Yapılacak iş:
İpar Özay Kurt'un kariyerindeki ilkleri anlattığı metni, son cümlesinden sonra gelecek şekilde sürdürün.
··· İncelenecek metin
İpar Özay Kurt, Corendon Sport Talks’un “İlkler” bölümünde ise şunları söyledi:

“Fenerbahçe Opet A Takımı formasıyla ilk sahaya çıktığımda çok büyük bir heyecan hissetmiştim. Ayrıca stresli de bir durumdu. Hayalini kurduğunuz oyuncularla aynı sahada olmak, top toplayıcılığı yaptığınız ve top verdiğiniz insanlarla aynı sahayı paylaşmak çok farklıydı. Bunu düşünmek bile çok heyecan vericiydi. Tarif edilemez bir duyguydu.

“Çince ve Sırpça öğrenmek istiyorum”

Kariyerimdeki ilk şampiyonluğu ise İlBank Spor Kulübü ile yıldızlar kategorisinde kazanmıştım. O da unutulmaz bir deneyimdi. İlk öğrendiğim yabancı dil ise İngilizce idi. Sonrasında Almanca konuşmaya başladım. Gelecekte ise Çince ve Sırpça öğrenmek istiyorum. Sırpça, voleybol dünyası için çok önemli bir dil.”
······
··· Çıkarılan kayıtlar
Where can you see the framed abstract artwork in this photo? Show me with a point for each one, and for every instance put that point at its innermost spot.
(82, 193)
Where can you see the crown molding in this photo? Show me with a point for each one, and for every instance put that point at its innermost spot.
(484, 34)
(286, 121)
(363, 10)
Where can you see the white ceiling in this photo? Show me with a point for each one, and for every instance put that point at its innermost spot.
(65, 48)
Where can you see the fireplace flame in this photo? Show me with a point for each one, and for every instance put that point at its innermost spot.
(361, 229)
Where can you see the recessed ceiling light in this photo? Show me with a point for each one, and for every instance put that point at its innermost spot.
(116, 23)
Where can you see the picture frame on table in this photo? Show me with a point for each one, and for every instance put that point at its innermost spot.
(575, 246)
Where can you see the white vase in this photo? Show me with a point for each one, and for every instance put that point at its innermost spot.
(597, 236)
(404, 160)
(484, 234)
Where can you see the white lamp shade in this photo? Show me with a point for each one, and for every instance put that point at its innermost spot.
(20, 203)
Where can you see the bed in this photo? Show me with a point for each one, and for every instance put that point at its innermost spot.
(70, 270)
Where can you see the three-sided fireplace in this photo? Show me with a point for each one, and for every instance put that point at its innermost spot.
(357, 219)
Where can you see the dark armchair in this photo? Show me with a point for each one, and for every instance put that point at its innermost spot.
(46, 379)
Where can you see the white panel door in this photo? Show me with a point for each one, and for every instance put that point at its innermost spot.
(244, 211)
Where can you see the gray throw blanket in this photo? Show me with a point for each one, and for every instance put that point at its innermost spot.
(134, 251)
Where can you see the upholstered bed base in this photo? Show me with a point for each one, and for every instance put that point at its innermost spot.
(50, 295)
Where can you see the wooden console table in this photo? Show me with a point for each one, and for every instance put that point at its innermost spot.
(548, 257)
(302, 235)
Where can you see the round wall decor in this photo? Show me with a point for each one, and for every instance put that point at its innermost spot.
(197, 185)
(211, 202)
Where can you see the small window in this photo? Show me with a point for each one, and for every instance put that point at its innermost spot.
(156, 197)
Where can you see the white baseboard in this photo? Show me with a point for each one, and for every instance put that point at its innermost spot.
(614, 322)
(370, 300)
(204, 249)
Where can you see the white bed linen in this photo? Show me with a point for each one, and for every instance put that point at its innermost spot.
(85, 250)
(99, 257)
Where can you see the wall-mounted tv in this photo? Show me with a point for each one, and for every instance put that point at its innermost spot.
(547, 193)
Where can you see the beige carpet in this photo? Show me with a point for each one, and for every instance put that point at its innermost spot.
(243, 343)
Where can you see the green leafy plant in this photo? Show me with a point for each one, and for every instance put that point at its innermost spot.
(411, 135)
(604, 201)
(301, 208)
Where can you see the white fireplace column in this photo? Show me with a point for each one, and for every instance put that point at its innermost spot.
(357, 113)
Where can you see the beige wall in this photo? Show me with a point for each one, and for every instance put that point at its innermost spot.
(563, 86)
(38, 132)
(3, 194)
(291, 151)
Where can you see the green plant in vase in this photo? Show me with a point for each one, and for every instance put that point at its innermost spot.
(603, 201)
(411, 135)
······
Görevin sonucu:
“Corendon Airlines bizim için büyük bir şans”

Başarılı oyuncu, Corendon Airlines’ın 2019 – 2020 sezonundan itibaren Fenerbahçe Opet Kadın Voleybol Takımı’na verdiği sponsorluk desteği ile ilgili görüşlerini şu şekilde ifade etti:

“Corendon Airlines, uzun süredir ilklere imza atan ve pek çok spor kulübüne, özellikle de kadın takımların büyük destek veren bir marka. Kulübümüze destek vermeleri de biz oyuncular için büyük bir şans. İyi ki Corendon Airlines bizim de sponsorumuz oldu.”

“Benim için fark yaratmak, karakterinizi ortaya koymak”

İpar Özay Kurt, Corendon Sport Talks’un “Fark Yarat” bölümünde ise şu şekilde konuştu:

“Benim için fark yaratmak, karakterinizi ortaya koymak demek. Her insanın farklı bir karakteri var ve siz kendi kişiliğinizi gösterdiğiniz zaman bana göre fark yaratmış oluyorsunuz. Arkadaşlarıma ya da aileme sorduğunuzda beni tanımlayan kelimeler olarak pozitif ve çalışkanı kullanacaklardır.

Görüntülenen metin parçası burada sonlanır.